▶ Records to use
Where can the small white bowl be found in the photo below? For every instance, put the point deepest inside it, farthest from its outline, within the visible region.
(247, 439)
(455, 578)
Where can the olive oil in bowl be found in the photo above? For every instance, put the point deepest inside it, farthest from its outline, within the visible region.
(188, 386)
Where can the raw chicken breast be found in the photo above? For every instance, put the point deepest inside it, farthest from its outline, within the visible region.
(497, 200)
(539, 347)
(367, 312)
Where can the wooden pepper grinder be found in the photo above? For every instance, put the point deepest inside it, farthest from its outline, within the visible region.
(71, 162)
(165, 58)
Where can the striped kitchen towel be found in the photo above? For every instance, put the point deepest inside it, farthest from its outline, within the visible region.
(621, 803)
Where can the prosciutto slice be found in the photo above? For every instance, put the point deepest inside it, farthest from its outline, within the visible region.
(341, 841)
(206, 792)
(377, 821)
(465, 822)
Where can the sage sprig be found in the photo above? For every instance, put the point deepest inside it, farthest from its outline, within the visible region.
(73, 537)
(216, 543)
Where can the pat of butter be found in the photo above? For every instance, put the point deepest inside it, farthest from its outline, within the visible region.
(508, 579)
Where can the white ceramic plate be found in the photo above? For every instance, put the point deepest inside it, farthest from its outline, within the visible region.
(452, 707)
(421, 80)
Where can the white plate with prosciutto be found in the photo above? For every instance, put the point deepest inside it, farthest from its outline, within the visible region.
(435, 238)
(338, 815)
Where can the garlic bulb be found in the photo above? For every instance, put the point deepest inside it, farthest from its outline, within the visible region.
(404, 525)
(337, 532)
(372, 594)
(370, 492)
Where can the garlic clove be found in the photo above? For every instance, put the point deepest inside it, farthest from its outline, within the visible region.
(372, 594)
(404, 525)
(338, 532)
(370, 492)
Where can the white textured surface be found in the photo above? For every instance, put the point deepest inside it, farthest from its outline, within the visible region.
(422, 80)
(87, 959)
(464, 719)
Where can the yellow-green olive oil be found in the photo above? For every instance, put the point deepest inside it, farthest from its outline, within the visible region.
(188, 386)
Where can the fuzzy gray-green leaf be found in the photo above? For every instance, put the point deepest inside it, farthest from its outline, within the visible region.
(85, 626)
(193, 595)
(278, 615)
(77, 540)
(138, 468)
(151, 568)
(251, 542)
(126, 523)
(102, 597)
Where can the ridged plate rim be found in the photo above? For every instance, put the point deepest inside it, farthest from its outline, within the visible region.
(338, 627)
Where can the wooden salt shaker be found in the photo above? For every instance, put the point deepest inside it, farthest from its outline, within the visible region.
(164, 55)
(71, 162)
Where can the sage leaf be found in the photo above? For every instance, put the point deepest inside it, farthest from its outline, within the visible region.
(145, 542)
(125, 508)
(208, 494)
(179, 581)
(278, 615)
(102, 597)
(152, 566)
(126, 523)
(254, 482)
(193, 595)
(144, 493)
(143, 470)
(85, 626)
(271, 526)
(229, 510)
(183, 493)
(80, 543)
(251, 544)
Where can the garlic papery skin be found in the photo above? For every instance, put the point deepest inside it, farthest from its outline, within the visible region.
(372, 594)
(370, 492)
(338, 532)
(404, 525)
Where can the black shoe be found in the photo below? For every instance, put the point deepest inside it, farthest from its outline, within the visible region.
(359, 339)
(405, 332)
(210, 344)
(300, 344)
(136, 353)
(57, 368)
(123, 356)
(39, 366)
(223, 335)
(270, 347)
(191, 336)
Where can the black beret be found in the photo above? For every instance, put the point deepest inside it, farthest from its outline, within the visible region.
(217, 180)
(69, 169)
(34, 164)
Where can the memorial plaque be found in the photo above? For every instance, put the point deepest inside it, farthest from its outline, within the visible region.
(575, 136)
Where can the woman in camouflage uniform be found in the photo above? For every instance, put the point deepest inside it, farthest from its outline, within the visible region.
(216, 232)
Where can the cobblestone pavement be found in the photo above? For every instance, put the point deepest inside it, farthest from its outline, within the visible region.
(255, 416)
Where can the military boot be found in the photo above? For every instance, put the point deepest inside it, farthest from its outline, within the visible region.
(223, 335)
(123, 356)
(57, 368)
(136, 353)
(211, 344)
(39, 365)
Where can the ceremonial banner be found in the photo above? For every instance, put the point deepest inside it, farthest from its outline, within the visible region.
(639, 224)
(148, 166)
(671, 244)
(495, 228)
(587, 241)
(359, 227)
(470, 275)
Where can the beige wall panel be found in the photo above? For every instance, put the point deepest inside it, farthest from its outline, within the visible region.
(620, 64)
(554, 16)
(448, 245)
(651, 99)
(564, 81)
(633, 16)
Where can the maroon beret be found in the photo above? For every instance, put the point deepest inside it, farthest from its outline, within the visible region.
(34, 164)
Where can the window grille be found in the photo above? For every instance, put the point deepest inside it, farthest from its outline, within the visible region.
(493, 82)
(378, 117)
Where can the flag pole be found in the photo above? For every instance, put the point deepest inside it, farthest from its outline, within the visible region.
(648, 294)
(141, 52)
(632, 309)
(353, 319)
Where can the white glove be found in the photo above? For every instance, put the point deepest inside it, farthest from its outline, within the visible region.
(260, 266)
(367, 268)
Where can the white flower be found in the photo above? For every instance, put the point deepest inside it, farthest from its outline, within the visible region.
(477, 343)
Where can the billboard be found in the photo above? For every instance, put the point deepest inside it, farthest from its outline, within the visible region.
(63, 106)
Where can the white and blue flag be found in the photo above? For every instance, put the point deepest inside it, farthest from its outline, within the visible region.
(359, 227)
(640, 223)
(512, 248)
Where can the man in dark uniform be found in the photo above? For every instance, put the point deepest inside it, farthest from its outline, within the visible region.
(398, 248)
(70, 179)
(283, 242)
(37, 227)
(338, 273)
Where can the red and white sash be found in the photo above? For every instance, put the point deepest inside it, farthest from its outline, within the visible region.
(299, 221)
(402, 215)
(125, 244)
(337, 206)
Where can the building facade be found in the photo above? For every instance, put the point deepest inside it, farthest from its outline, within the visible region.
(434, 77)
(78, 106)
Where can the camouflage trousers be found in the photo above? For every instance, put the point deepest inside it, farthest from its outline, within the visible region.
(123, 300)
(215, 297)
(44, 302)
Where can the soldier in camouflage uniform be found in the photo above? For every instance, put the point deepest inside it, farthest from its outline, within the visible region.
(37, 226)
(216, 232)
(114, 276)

▶ Exercise description
Your task is to repeat every line exactly.

▶ Right answer
Where can the small white bowl be found in the photo below? For every instance, put the point deepest inside it, farthest from its outline, within the visible region.
(247, 439)
(455, 578)
Where can the olive oil in bowl be found in the photo above? For every instance, put the point deepest inside it, farthest from its outline, within the visible region.
(188, 386)
Where can the raw chicken breast be found in the photo above? For every instance, put the point deepest inside it, farthest from its outline, within the visible region.
(497, 200)
(539, 347)
(367, 312)
Where can the wooden pepper grinder be found in the photo above? For every instance, put the point deepest inside it, farthest from its outline, within the visible region.
(71, 162)
(165, 58)
Where can the striped kitchen towel be found in the photo above? For every instance, put the point deepest inside it, farthest from its outline, within the visible region.
(621, 803)
Where can the prosciutto slice be found in the photo above? For every instance, put the point deepest inside it, farthest from its outline, within the visible region.
(341, 841)
(206, 792)
(377, 821)
(465, 822)
Where can the sage sprig be found in the photo above? For every instance, put the point deepest inside it, farthest from its outline, within the visible region.
(73, 537)
(216, 543)
Where can the pat of butter be found in the photo above? For every instance, put the point deepest inside it, farthest from its outline, within the visible region.
(508, 579)
Where can the white ceramic plate be found in the photo above? For every instance, put the point deepest inside it, farthest from its outline, within the visible region.
(452, 707)
(421, 80)
Where can the white plate with prosciutto be found in the photo above? For every instance, put the point deepest inside it, farthest from its outline, within the visible region.
(435, 238)
(338, 815)
Where can the garlic bulb be found in the photo above? For every instance, put the point deepest inside it, farthest from its outline, within the visible region.
(404, 525)
(337, 532)
(372, 594)
(370, 492)
Where can the garlic clove be found in the photo above? For every instance, put the point deepest inside it, farthest from its outline, within the visible region.
(372, 594)
(404, 525)
(338, 532)
(370, 492)
Where can the white textured surface be found in the photo above? For every instance, put the point deepest inside it, farthest from its outline, within the visible region.
(422, 80)
(87, 959)
(464, 719)
Where can the yellow-green olive oil be found in the photo above? For every instance, put the point deepest inside it, farthest from its outline, within the visible region.
(188, 386)
Where can the fuzzy gray-green leaf be found in the photo above? For every instance, put the point deepest inside it, farthest from its outline, within the visible region.
(85, 626)
(193, 595)
(278, 615)
(77, 540)
(138, 468)
(151, 568)
(251, 542)
(126, 523)
(102, 597)
Where can the ridged plate rim be found in the photo above? For every instance, put the point deepest inside it, farthest from its outline, within the visible region.
(338, 627)
Where can the wooden salt shaker be found in the photo above? For every instance, put the point deepest inside it, farthest from its outline, within the visible region.
(164, 55)
(71, 162)
Where can the sage leaf be found in the photo above? For every instance, put the point deepest inside it, farthest from its outline, within the visible region.
(145, 542)
(125, 508)
(208, 494)
(179, 581)
(278, 615)
(102, 597)
(152, 566)
(126, 523)
(254, 482)
(193, 595)
(144, 493)
(143, 470)
(85, 626)
(271, 526)
(229, 510)
(183, 493)
(80, 543)
(251, 544)
Where can the garlic papery skin be found in the photo above? For every instance, put the point deepest inside it, farthest from its outline, within the visible region.
(372, 594)
(370, 492)
(338, 532)
(404, 525)
Where can the black shoe be found in the photo below? For every instance, put the point deepest inside it, farthest from its outline, within the visible region.
(359, 339)
(405, 332)
(210, 344)
(300, 344)
(136, 353)
(57, 368)
(123, 356)
(39, 366)
(223, 335)
(270, 347)
(191, 336)
Where can the black beret be found in the photo above? For every instance, put the point deepest inside it, farthest from its outline, within the visible region.
(217, 180)
(69, 169)
(34, 164)
Where can the memorial plaque be found in the photo above? For every instance, put the point deepest inside it, farthest from its outline, within the visible region.
(575, 136)
Where can the woman in camouflage uniform be found in the photo above? For every instance, put the point deepest inside it, farthest from its outline, within the visible region.
(216, 232)
Where can the cobblestone pavement be found in the photo above? For every instance, put the point deepest inside it, farthest from its outline, within the visible region.
(255, 416)
Where can the military boot be found in the photo above? For every instance, put the point deepest inside it, farthest from its outline, within the visible region.
(223, 335)
(123, 356)
(57, 368)
(136, 353)
(211, 344)
(39, 365)
Where can the ceremonial banner be found in the photo above? For every instance, put the point deepest inside it, farthest from its outline, within the visible region.
(639, 224)
(148, 166)
(671, 244)
(495, 228)
(587, 241)
(359, 227)
(470, 275)
Where can the beige wall panel be found in the photo above? For every instance, put the point deepest inside it, farthest from its outline, within the visible region.
(620, 64)
(554, 16)
(448, 245)
(651, 99)
(564, 81)
(633, 16)
Where can the maroon beret be found in the photo above? For every instance, put the point deepest inside it, farthest from its outline, within the visible region.
(34, 164)
Where can the window grille be found in the photo above? For every instance, put the point deepest inside it, farthest from its outline, within the visible region.
(493, 82)
(378, 117)
Where can the flag pole be found in the photo above? For every instance, put the point deepest inside it, farthest from its outline, within the visible region.
(648, 294)
(141, 52)
(632, 309)
(353, 319)
Where can the white glove be found in the photo above? For every instance, put the point deepest inside it, farthest from its outline, within the visible region.
(260, 266)
(367, 268)
Where can the white flower be found in the photo above? For every instance, put the point deepest inside it, farthest from its outline, within the visible region.
(477, 343)
Where can the billboard be found in the photo above? For every instance, put the point deepest inside it, farthest from its outline, within the visible region.
(63, 106)
Where can the white and blue flag be found in the photo above? For every instance, put the point deepest inside it, farthest from its outline, within the visible region.
(359, 227)
(640, 223)
(512, 248)
Where can the man in dark uniform be found in the photo above? For every instance, put the point deepest inside it, farthest from its outline, within the visible region.
(398, 248)
(70, 179)
(283, 242)
(37, 227)
(338, 273)
Where can the red and white sash be found in the photo above? For every instance, put the point deepest inside it, farthest from its outline, within the visible region.
(299, 221)
(402, 215)
(125, 244)
(337, 206)
Where can the building facade be found in the photo above? For every instance, put the point deepest inside it, farthest from its outline, within the visible region.
(434, 77)
(78, 106)
Where can the camouflage trousers be found in the photo above? For every instance, put the point deepest inside it, farthest from its outline, within the visible region.
(123, 300)
(215, 297)
(44, 302)
Where can the soldier in camouflage uniform be found in the photo above? For every instance, put the point deepest inside it, farthest from its outline, within the visible region.
(37, 226)
(216, 232)
(114, 276)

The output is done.